## Requirements
Write out, word for word, the lines of the material below, starting with the line that contains "Can you find the water" and going on through the final line of the material.

## Source material
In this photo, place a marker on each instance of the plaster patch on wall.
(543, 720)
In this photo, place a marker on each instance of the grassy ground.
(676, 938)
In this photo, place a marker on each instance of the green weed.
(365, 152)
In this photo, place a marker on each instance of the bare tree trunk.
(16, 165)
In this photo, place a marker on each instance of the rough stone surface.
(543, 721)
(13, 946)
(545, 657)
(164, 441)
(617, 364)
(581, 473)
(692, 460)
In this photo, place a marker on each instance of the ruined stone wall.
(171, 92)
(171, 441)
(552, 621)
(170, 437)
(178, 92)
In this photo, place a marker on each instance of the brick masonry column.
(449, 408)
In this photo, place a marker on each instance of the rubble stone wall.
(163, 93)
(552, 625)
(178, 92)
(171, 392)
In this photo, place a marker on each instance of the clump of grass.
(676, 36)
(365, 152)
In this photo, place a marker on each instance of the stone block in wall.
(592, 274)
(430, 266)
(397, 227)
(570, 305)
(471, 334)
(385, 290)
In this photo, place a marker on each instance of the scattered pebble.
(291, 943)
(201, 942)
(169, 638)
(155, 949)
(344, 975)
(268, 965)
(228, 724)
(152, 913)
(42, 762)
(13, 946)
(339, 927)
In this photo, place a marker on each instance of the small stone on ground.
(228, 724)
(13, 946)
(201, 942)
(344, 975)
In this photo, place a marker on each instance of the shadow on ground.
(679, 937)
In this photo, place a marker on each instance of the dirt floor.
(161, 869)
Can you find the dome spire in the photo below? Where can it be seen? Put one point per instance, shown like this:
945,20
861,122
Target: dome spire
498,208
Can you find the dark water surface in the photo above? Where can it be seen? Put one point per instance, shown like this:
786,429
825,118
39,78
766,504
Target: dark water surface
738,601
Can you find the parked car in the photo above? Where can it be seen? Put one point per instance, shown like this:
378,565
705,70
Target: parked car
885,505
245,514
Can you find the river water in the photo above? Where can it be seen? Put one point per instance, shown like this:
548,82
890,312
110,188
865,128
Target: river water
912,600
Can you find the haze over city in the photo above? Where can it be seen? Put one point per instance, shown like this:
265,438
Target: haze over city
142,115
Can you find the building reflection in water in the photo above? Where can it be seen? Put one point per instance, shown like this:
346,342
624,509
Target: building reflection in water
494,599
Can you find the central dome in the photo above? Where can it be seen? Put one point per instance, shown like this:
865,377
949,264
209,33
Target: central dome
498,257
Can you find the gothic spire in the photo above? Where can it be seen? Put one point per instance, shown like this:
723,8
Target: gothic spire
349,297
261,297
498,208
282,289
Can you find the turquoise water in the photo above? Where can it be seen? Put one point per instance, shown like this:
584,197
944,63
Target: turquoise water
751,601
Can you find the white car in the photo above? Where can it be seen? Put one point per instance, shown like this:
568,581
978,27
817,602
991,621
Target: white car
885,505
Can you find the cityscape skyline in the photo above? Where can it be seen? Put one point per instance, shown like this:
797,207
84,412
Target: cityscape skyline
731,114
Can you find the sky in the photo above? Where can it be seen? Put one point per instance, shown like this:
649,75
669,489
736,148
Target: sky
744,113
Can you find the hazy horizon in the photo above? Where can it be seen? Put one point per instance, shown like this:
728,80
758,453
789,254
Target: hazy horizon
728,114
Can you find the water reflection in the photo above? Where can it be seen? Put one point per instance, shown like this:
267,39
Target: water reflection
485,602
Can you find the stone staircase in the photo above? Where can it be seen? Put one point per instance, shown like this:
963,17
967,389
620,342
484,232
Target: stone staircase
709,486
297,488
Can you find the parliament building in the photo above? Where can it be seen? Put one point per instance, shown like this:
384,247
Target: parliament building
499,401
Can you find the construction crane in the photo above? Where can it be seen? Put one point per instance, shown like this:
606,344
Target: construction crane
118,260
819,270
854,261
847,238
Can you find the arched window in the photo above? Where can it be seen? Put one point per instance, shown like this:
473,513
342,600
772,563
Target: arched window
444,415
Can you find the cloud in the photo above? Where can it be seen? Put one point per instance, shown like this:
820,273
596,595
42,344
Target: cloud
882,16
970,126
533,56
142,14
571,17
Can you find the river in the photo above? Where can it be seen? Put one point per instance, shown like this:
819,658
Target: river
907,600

## The reply
Can you find the water reflection in the photo above? Where can it be seen? Put one point per instance, shown like this:
267,39
Target: water reflection
485,602
Can you find the stone staircase in the photo above? Where can it be seen? Put one point per instance, shown like this:
963,17
967,389
620,342
484,232
Target: stone staircase
709,486
297,488
Can you find the parliament building in the photo above? Where can it be seen? Put one point per instance, shown like this:
384,247
Target: parliament building
499,401
Can you find the construction crane in the photo above? Where can it be seen? Put one point per instance, shown like this:
606,344
Target: construction crane
118,260
819,270
854,261
847,238
Can you find the arched window in the photo above? Where can it be seen? Put one point per instance, shown like this:
473,513
342,600
772,563
Target: arched window
444,415
Can you find the cloud in the photo above? Where can it be seen? Put one point per instance, shown like this:
820,273
596,595
42,344
Target: cloud
882,16
970,126
533,56
142,14
571,17
Can you find the river in the photo above? Where can it be seen? Put one point per instance, shown like this:
819,658
Target: river
907,600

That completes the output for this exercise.